## [KERJAKAN TUGAS BERIKUT]
A - Tolong ubah paragraf yang diawali "Ketua Lembaga Pemberdayaan Lembaga Perkreditan Desa" dalam kutipan tentang LPD menjadi daftar poin singkat yang tetap memuat fakta utamanya.
B - Berapa jumlah staf LP-LPD yang disebutkan dalam kutipan tentang LPD?
C - Lanjutkan kutipan tentang LPD, mulai setelah kalimat terakhirnya.

===== KUTIPAN =====

Denpasar (bisnisbali.com) –Lembaga Perkreditan Desa (LPD) sebagai lembaga keuangan milik desa adat, menjadi benteng pelestarian seni, adat dan budaya Bali dituntut bisa bertahan di tengah serbuan lembaga keuangan lainnya. Untuk itu kesehatan LPD harus terus ditingkatkan, agar mampu bersaing dengan yang lain.
Ketua Lembaga Pemberdayaan Lembaga Perkreditan Desa (LP-LPD), I Nengah Karma Yasa, S.E., usai Talkshow 35 Tahun LPD di Gedung Pers Bali K Nadha, Selasa (19/11) mengatakan, berbagai upaya harus dilakukan untuk penyelamatan LPD. “Upaya kami menyehatkan LPD, karena jumlahnya sangat banyak yaitu 1.435 dengan jumlah staf LP-LPD yang 71, jadi 1 orang membina hingga 40 LPD. Kita akan upayakan keterbatasan SDM ini dengan memanfaatkan teknologi, karena kalau kita menambah karyawan berarti akan menambah biaya. Jadi kita akan optimalkan dan efektifkan penyegaran LPD dengan pemanfaatan teknologi,” katanya.

===== BAGIAN MATERI =====

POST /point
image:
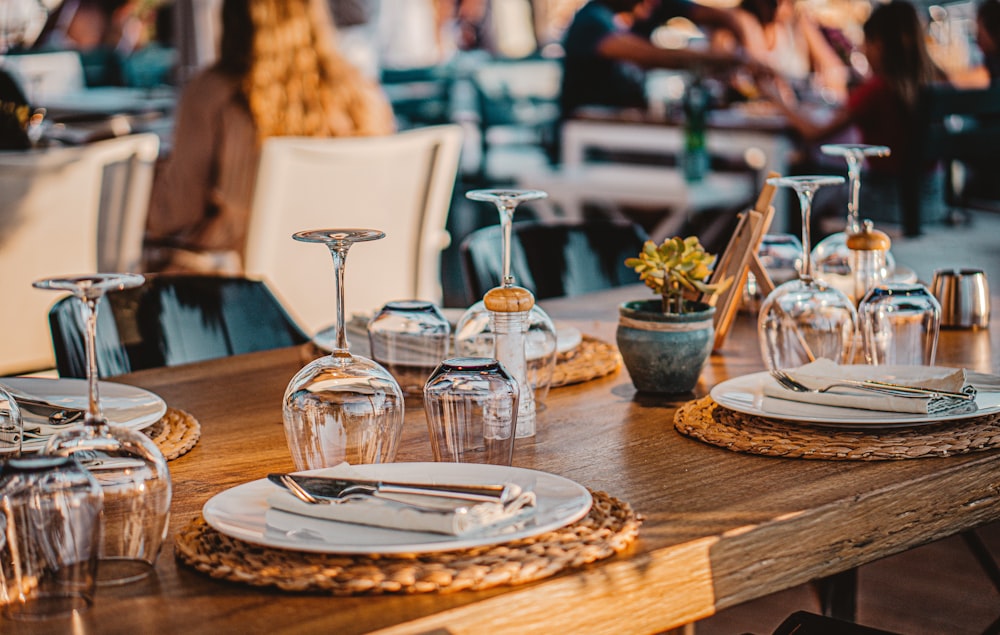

=====

## [JAWABAN]
A -
- Ketua LP-LPD, I Nengah Karma Yasa, S.E., berbicara usai Talkshow 35 Tahun LPD di Gedung Pers Bali K Nadha, Selasa (19/11).
- Menurutnya, berbagai upaya harus dilakukan untuk menyelamatkan LPD.
- Jumlah LPD mencapai 1.435, sedangkan staf LP-LPD hanya 71 orang, sehingga satu orang membina hingga 40 LPD.
- Keterbatasan SDM akan diatasi dengan teknologi, karena menambah karyawan berarti menambah biaya.
- Penyegaran LPD akan dioptimalkan dan diefektifkan melalui pemanfaatan teknologi.

B - 71 orang.

C -
Lebih lanjut dikatakannya, LPD mempunyai kekuatan berbasis desa adat, itu modal yang utama. Kemudian sistem LPD yang sudah teruji selama 35 tahun menjadi kekuatan lain LPD. Meski demikian dengan ancaman saat ini yang harus diubah menjadi peluang adalah masuknya lembaga keuangan berbasis agama yang tidak bisa dihindari. “Ini harus menjadi perhatian dari pemilik LPD yakni desa adat dan bendesa adat untuk lebih kreatif karena kalau kita membatasi tentu tidak bisa. Tapi bagaimana mendorong krama desa untuk memanfaatkan jasa LPD dengan lebih optimal,” katanya.
Lebih lanjut dikatakan antara peluang dan tantangan akan selalu ada dalam perjalanan LPD. “Tapi bagaimana tantangan tersebut kita ubah dengan meningkatkan kualitas SDM LPD, produk- produk LPD sehingga meski zaman terus berubah LPD bisa menyesuaikan,” katanya.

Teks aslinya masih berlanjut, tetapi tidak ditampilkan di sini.